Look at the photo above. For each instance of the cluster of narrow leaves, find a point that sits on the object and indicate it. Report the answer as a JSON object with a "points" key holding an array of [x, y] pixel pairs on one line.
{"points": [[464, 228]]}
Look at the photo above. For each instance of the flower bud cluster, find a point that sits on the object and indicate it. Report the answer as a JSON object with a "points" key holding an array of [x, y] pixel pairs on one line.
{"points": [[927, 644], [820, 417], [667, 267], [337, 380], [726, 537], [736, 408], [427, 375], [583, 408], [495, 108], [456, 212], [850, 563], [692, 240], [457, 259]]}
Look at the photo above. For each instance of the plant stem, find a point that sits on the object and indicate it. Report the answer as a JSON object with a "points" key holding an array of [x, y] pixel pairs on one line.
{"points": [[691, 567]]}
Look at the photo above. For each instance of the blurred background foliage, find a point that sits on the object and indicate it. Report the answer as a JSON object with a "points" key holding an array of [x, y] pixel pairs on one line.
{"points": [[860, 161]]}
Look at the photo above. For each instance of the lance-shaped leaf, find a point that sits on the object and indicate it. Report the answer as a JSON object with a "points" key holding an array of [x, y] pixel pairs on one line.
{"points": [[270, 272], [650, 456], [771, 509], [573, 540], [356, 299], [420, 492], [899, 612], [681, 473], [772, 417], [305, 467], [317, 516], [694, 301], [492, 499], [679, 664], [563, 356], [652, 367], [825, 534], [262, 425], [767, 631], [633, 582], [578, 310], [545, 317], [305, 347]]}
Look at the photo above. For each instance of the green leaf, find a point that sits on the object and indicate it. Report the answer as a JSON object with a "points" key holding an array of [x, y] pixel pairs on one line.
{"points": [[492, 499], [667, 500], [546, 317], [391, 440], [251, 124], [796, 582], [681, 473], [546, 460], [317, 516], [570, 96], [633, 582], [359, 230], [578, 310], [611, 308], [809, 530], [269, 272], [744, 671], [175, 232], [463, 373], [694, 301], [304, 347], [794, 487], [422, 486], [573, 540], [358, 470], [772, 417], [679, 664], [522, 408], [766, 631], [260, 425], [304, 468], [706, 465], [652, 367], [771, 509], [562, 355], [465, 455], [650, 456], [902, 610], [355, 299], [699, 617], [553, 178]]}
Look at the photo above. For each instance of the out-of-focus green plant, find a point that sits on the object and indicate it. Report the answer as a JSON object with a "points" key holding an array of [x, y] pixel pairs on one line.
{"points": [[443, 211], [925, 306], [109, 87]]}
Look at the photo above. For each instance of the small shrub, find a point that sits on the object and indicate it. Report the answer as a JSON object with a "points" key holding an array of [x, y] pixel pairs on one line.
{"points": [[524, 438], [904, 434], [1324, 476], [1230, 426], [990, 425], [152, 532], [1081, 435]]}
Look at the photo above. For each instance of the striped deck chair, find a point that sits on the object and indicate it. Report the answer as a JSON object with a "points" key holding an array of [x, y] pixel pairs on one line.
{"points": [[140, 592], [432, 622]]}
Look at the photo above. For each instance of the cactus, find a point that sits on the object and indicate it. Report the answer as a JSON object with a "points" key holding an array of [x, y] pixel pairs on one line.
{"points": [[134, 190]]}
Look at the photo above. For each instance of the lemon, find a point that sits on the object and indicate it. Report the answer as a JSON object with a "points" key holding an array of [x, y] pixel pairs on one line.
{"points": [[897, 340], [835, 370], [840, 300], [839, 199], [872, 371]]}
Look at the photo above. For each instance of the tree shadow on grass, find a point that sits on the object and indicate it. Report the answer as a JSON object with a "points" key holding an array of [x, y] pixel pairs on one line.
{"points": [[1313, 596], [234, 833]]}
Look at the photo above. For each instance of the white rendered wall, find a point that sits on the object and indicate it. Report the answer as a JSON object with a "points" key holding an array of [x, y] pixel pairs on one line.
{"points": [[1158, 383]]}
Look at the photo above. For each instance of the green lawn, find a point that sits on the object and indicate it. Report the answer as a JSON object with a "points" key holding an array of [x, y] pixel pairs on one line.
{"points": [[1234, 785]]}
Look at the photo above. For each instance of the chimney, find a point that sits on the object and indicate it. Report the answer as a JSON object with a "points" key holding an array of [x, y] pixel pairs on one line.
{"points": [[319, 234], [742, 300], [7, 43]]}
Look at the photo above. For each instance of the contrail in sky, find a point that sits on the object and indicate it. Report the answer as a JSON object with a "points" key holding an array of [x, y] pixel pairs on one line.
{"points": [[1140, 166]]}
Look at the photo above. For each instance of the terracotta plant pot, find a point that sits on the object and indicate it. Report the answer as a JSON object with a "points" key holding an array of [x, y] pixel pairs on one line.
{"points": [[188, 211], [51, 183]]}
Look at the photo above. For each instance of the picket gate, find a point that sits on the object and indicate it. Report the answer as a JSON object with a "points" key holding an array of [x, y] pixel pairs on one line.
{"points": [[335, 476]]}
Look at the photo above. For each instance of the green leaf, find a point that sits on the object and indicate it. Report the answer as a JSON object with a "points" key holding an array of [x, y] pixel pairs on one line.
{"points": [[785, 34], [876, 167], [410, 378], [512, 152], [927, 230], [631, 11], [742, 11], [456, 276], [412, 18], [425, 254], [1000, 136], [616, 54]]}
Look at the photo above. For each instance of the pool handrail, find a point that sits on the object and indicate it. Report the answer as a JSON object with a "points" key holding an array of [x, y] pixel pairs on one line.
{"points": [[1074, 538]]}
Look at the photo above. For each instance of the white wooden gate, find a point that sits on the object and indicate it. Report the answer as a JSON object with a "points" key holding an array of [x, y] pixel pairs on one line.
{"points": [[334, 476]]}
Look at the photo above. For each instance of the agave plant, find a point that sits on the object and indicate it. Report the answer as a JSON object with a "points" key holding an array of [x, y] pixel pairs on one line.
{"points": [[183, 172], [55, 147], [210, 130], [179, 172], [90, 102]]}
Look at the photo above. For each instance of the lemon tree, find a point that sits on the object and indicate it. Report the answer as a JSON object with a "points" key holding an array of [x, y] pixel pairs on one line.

+ + + +

## What to do
Nothing should be left out. Reproduce all the entries precisely.

## Answer for the task
Look at the photo above. For each instance of the cluster of narrow leaves, find a point that sits on the object and indicate it. Report the answer as a JSON object with a "points" key holding an array of [x, y] pixel pairs on one line.
{"points": [[464, 228]]}
Look at the photo above. For each instance of the flower bud cluster, find a point that sits on the object and indicate it. Report the answer as a JSON object with a "points" key holding an array of [x, y] pixel pairs on one line.
{"points": [[927, 644], [820, 417], [667, 267], [337, 380], [726, 537], [736, 408], [427, 375], [583, 408], [495, 108], [456, 212], [850, 563], [692, 240], [457, 259]]}
Look at the photo above. For each instance of the plant stem, find a point that sits on the object and indicate it. Report the answer as a JSON object with a "points" key holding an array of [x, y] pixel pairs on one line.
{"points": [[691, 567]]}
Look at the photo above. For each instance of the blurred background foliage, find a point that sits on the object and indicate it. Report the answer as a JSON object with a "points" key holding an array of [x, y] pixel pairs on one line.
{"points": [[860, 161]]}
Look at the photo above. For each instance of the lance-shaped leaf, find a point that sits on the object and indicate it. Report the answer as a JSON object with a "points" key holding an array of [x, y] pixel pairs on one line.
{"points": [[270, 272], [650, 456], [771, 509], [573, 540], [356, 299], [420, 492], [899, 612], [681, 473], [772, 417], [305, 467], [317, 516], [694, 301], [492, 499], [679, 664], [563, 356], [652, 367], [825, 534], [262, 425], [767, 631], [633, 582], [578, 310], [545, 317], [305, 347]]}
Look at the photo above. For each instance of the green leaf, find a point that sits on the object and indicate it. Report the answer as a JSON object with a "points" key holding an array of [x, y] pixel pairs on one line.
{"points": [[492, 499], [667, 500], [546, 317], [391, 440], [251, 124], [796, 582], [681, 473], [546, 460], [317, 516], [570, 96], [633, 582], [359, 230], [578, 310], [611, 308], [809, 530], [269, 272], [744, 671], [175, 232], [463, 373], [694, 301], [304, 347], [794, 487], [422, 486], [573, 540], [358, 470], [772, 417], [679, 664], [522, 408], [766, 631], [260, 425], [304, 468], [706, 465], [652, 367], [771, 509], [562, 355], [465, 455], [650, 456], [902, 610], [355, 299], [699, 617], [553, 178]]}
Look at the photo above. For each instance of the out-of-focus green plant, find a point that sits on the object and indicate it. Report the answer as a JSON object with a "points" key holding an array of [x, y] pixel pairs on one line.
{"points": [[443, 211], [925, 306], [109, 87]]}
Look at the photo above. For each instance of the small shrub, find a point that sits on the object and indicate it. Report the answer as a JSON object with a "points" key holding an array of [x, y] pixel pairs on one line.
{"points": [[524, 438], [904, 434], [1324, 476], [1230, 426], [990, 425], [152, 532], [1081, 435]]}
Look at the photo above. For each instance of the striped deck chair, find a point that sits on the object and indicate it. Report the answer as a JSON object with a "points" key holding an array of [x, y] pixel pairs on one line.
{"points": [[140, 592], [432, 622]]}
Look at the photo above. For each instance of the cactus, find a point that sits on the object and indicate it. Report the answer as a JSON object with a "points" key holding an array of [x, y] pixel pairs on one line.
{"points": [[134, 190]]}
Look at the photo above. For each instance of the lemon, find a point that sits on the object and indicate it. Report the answer as a JSON object with a "points" key holding an array of [x, y] pixel pairs on one line.
{"points": [[897, 340], [835, 370], [840, 300], [839, 199], [872, 371]]}
Look at the photo above. For each instance of the tree shadow on grass, find a point that sits on the object and indicate it. Report the answer as a JSON object with a "points" key holding an array of [x, y] pixel pairs on one line.
{"points": [[1313, 596], [234, 833]]}
Look at the photo above. For each instance of the white rendered wall, find a point that sits on the object and indicate it. Report the answer as a JSON object with a "points" key holding an array of [x, y] pixel pairs on one line.
{"points": [[1158, 383]]}
Look at the photo above. For each instance of the green lawn, find a point that sits on the object and indicate it. Report the answer as a JSON object with a "points" key holding an array of [x, y] pixel pairs on one line.
{"points": [[1234, 785]]}
Look at the photo above. For each instance of the chimney, find a point that sits on the object and indicate it. Report the answer as a JSON object with a "points" key holding an array of [x, y] pixel pairs on one line.
{"points": [[319, 234], [742, 300], [7, 43]]}
Look at the photo above. For each instance of the contrail in sky, find a point that sits on the object and indicate it. Report the answer as a JSON object with a "points" key holding an array of [x, y] pixel pairs on one line.
{"points": [[1140, 166]]}
Look at the photo above. For each instance of the terracotta plant pot, find a point that sits on the object and indicate it. Report the answer as a JSON object with a "points" key holding an array of [x, y] pixel pairs on one line.
{"points": [[188, 211], [51, 183]]}
Look at the photo above. For each instance of the picket gate, find a point that sits on the object and indicate it. Report the answer as a JSON object with a "points" key holding an array of [x, y] pixel pairs on one line.
{"points": [[335, 476]]}
Look at the photo above. For each instance of the green leaf, find a point that sits on the object and indicate it. Report the answer as a JSON object with a "points" key holding an array of [x, y] pixel pairs on one line.
{"points": [[785, 34], [876, 167], [410, 378], [512, 152], [927, 230], [631, 11], [742, 11], [456, 276], [412, 18], [425, 254], [1000, 136], [616, 54]]}
Look at the photo above. For each instance of the pool handrail, find a point that sits on the object and indicate it. Report the answer as a JSON object with a "points" key holding an array of [x, y] pixel pairs on one line.
{"points": [[1074, 538]]}
Look at the photo above. For each instance of the white wooden gate, find a point that sits on the object and indicate it. Report the answer as a JSON object with a "points" key holding an array of [x, y] pixel pairs on one line.
{"points": [[334, 476]]}
Look at the photo above. For each instance of the agave plant, find a point that sits on the object and indicate it. Report the answer as a JSON object with a "points" key holding an array of [x, y] pixel pairs on one line.
{"points": [[183, 172], [55, 147], [210, 130], [179, 172], [90, 102]]}
Look at the photo above. For each instance of the lemon tree, find a point that sits on the object and indicate it. Report the answer as a JSON object with a "points" key holding an array of [x, y] pixel pairs on one line.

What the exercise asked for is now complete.